(Referring expression data)

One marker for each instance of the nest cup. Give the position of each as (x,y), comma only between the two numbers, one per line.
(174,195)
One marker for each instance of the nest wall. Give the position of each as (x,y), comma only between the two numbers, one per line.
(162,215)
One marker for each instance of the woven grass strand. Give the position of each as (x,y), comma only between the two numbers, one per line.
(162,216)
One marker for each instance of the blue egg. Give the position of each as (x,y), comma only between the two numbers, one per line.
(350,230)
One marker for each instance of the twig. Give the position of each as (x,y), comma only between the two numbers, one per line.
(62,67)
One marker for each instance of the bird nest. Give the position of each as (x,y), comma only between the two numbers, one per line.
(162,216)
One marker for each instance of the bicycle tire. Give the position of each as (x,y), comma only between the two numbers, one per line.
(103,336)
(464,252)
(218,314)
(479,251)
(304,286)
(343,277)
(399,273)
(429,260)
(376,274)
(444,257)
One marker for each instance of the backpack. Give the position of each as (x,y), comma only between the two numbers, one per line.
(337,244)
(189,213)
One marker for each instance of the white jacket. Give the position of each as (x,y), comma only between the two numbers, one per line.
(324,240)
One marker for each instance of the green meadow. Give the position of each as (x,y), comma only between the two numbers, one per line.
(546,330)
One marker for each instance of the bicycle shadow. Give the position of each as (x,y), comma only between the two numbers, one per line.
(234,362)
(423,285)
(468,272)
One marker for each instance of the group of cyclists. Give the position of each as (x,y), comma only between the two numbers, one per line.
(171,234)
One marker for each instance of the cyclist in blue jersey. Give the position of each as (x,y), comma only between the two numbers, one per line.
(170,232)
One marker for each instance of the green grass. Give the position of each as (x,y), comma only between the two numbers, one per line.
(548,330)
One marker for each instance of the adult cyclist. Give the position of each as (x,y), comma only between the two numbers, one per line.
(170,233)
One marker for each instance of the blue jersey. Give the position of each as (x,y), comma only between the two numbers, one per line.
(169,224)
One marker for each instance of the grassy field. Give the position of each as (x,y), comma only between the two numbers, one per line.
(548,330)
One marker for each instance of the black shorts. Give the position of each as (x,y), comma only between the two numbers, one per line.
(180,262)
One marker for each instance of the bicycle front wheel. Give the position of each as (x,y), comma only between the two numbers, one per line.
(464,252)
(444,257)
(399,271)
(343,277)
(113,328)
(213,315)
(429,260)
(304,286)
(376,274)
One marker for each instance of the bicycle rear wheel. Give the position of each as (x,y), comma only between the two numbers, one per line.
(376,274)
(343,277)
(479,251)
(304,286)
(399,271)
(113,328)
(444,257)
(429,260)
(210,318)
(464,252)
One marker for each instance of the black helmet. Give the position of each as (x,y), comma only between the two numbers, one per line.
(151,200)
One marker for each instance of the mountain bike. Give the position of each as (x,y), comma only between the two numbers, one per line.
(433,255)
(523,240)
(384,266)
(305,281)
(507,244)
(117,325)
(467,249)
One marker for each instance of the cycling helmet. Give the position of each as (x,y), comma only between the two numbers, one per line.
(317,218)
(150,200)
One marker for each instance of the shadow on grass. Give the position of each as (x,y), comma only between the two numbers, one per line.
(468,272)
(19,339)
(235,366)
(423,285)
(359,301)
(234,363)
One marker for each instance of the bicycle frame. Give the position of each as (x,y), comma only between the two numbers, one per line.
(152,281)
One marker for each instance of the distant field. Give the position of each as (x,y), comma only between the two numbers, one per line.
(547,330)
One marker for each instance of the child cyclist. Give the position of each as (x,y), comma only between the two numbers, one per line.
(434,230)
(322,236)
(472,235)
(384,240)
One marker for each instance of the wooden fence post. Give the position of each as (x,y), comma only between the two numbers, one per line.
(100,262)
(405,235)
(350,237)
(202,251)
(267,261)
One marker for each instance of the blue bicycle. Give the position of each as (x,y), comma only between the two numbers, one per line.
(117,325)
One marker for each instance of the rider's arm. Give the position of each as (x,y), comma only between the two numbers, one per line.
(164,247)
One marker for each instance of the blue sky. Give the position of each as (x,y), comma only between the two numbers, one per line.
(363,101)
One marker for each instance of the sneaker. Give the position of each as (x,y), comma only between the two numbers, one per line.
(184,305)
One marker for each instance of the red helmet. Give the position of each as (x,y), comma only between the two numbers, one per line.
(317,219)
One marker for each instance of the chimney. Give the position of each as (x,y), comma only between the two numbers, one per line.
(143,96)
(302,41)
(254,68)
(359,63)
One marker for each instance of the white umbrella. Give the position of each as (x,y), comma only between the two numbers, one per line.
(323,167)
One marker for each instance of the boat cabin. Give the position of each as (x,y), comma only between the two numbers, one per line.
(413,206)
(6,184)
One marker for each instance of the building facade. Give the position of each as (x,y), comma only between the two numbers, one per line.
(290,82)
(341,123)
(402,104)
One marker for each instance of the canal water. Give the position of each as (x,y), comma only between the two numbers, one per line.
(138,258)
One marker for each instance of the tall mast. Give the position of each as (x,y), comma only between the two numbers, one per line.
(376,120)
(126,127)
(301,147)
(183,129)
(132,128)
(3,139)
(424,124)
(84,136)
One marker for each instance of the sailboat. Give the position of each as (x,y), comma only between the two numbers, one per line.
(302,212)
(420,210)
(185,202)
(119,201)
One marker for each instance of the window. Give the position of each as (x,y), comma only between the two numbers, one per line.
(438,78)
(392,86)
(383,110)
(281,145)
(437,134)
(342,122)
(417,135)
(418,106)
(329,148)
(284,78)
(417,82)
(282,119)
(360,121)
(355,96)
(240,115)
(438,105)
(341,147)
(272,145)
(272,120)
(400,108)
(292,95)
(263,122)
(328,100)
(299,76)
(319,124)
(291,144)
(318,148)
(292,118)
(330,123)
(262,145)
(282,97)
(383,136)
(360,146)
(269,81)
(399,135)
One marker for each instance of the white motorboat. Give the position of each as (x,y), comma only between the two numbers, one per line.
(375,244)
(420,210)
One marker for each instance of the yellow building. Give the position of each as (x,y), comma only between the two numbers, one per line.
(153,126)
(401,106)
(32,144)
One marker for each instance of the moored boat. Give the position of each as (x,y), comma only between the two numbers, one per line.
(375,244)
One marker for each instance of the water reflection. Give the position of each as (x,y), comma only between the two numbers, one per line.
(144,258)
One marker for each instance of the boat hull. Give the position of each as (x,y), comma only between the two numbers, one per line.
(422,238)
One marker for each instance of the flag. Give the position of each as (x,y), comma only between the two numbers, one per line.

TASK DESCRIPTION >> Please set down all the data word for word.

FINISHED TASK >>
One marker for each instance of the nest cup. Give the position of each as (x,y), comma only between the two numbers, one per line.
(174,195)
One marker for each instance of the nest wall. Give the position of each as (x,y), comma only between the two numbers, one per line.
(162,215)
One marker for each instance of the woven grass strand. Give the position of each as (x,y), comma only between the two numbers, one per line.
(162,216)
One marker for each instance of the blue egg. Give the position of each as (x,y), comma only between the two numbers, one per line.
(350,230)
One marker for each instance of the twig. Give the position of each as (x,y), comma only between the two numbers, one per line.
(62,67)
One marker for each instance of the bird nest. Give the position of each as (x,y), comma only between the two numbers, one per line.
(162,216)
One marker for each instance of the bicycle tire. Give the position of each as (x,y), comma only between the two numbers, one per line.
(103,336)
(464,252)
(218,314)
(479,251)
(304,286)
(343,277)
(399,273)
(429,260)
(376,274)
(444,257)
One marker for each instance of the backpack. Give the position of each as (x,y), comma only between the two numbers, one per line.
(337,244)
(189,213)
One marker for each instance of the white jacket. Give the position of each as (x,y), comma only between the two numbers, one per line.
(324,240)
One marker for each instance of the green meadow. Give the position of each as (x,y), comma only between the two numbers, one per line.
(546,330)
One marker for each instance of the bicycle shadow. Give the position of each as (x,y), comma only between the two numbers, one per line.
(234,362)
(423,285)
(468,272)
One marker for each instance of the group of cyclists. Give the position of each as (x,y), comma only between the two numbers, one per line.
(171,234)
One marker for each instance of the cyclist in blue jersey. Give the position of each as (x,y), comma only between the two numbers, one per line.
(170,232)
One marker for each instance of the green grass. Give the position of each as (x,y), comma only between the two numbers, one per line.
(548,330)
One marker for each instance of the adult cyclist. Give the position of each as (x,y), comma only between the two numbers, one per line.
(170,233)
One marker for each instance of the blue jersey. Give the position of each as (x,y), comma only between the two numbers, one per line.
(169,224)
One marker for each instance of the grassy field. Give the position of each as (x,y), comma only between the two numbers, one per line.
(548,330)
One marker for each instance of the black shorts. Give the position of each as (x,y), comma only between the two numbers, one per line.
(180,262)
One marker for each instance of the bicycle front wheel. Give the position of each as (x,y), comma only between the two numbers, one per line.
(464,252)
(444,257)
(399,271)
(343,277)
(113,328)
(213,315)
(429,260)
(304,286)
(376,274)
One marker for each instance of the bicycle rear wheel. Give the position of each as (x,y), comma only between the two numbers, one per line.
(376,274)
(343,277)
(479,251)
(304,286)
(399,271)
(113,328)
(444,257)
(429,260)
(210,318)
(464,252)
One marker for each instance of the black helmet. Give the position of each as (x,y), comma only between the two numbers, one per line.
(151,200)
One marker for each instance of the mountain bike. Give the position of each as (x,y), comma only between the two numbers, one per line.
(433,255)
(523,240)
(384,266)
(305,281)
(507,244)
(117,325)
(467,249)
One marker for each instance of the cycling helmet. Give the position of each as (x,y), comma only between the two numbers, one per line.
(317,218)
(150,200)
One marker for each instance of the shadow on grass. Give the position of each as (x,y), comma only between the two numbers, one per line.
(468,272)
(19,339)
(235,366)
(423,285)
(359,301)
(234,363)
One marker for each instance of the bicycle frame. Give the position of each as (x,y), comma only between the two numbers, one per line.
(152,281)
One marker for each instance of the distant field. Give the position of each as (x,y), comma only between the two numbers, one per line.
(547,330)
One marker for each instance of the child cyclist. Give the position of each as (x,y), comma only between the two numbers, one per line.
(434,230)
(322,236)
(472,235)
(384,240)
One marker for each instance of the wooden fence post. Give the position of each as (x,y), comma only between the two numbers, one per line.
(100,262)
(405,235)
(350,237)
(202,251)
(267,261)
One marker for each instance of the blue bicycle. Give the position of each as (x,y), comma only between the two numbers, one per line.
(117,325)
One marker for each instance of the rider's arm. Give the position of each as (x,y), comma only between the two numbers, one per line.
(164,247)
One marker for each instance of the blue sky. Give the position of each as (x,y), comma only between the two numbers, one per line.
(363,101)
One marker for each instance of the sneaker. Give the position of each as (x,y), comma only between the two numbers, one per line.
(184,305)
One marker for each instance of the red helmet. Give the position of each as (x,y), comma only between the two numbers, one per line.
(317,219)
One marker for each instance of the chimney. Give the position of each as (x,y), comma only between the two numbers, one per line.
(143,96)
(302,41)
(254,68)
(359,63)
One marker for each instance of the white umbrella. Give the position of each as (x,y), comma only between the two numbers, one per line.
(323,167)
One marker for each instance of the boat cabin. Give the position of each as (x,y), comma only between the two numbers, one per line.
(413,206)
(6,184)
One marker for each instance of the building facade. Give the position of each as (x,y), comma only between the two numbers, one per line.
(290,82)
(341,123)
(402,104)
One marker for each instance of the canal water. Give the position of each as (x,y), comma only between the two numbers, one per line.
(138,258)
One marker for each instance of the tall mast. Give the position of each as (x,y), comma only between the two numbers, one per line.
(376,120)
(126,127)
(301,147)
(183,129)
(132,128)
(3,139)
(424,124)
(84,136)
One marker for each instance of the sailboat. Give the position of each as (x,y), comma only between the two numbers, one per line.
(302,212)
(420,210)
(185,202)
(119,201)
One marker for each instance of the window. Give the position of each as (x,y), comma only between the two numbers, one per line.
(438,78)
(392,86)
(383,110)
(281,145)
(437,134)
(342,122)
(417,135)
(418,106)
(329,148)
(284,78)
(417,82)
(282,119)
(360,121)
(355,96)
(240,115)
(438,105)
(341,147)
(272,145)
(272,120)
(400,108)
(292,95)
(263,122)
(328,100)
(299,76)
(319,124)
(291,144)
(318,148)
(292,118)
(330,123)
(262,145)
(282,97)
(383,136)
(360,146)
(269,81)
(399,135)
One marker for each instance of the white motorboat. Give the position of each as (x,y), comma only between the two numbers, one per line.
(375,244)
(420,210)
One marker for each instance of the yellow building. Give the position of each as (x,y), comma only between the two numbers, one per line.
(153,126)
(401,106)
(32,144)
One marker for each instance of the moored boat. Give the position of each as (x,y), comma only between the two numbers, one per line.
(375,244)
One marker for each instance of the water reflection. Give the position of each as (x,y), comma only between the two numbers, one per line.
(144,258)
One marker for each instance of the boat hull. Give the position of each as (x,y), comma only between the two numbers, one per line.
(422,238)
One marker for each instance of the flag. Give the position of each as (x,y), comma only between the two numbers, one per line.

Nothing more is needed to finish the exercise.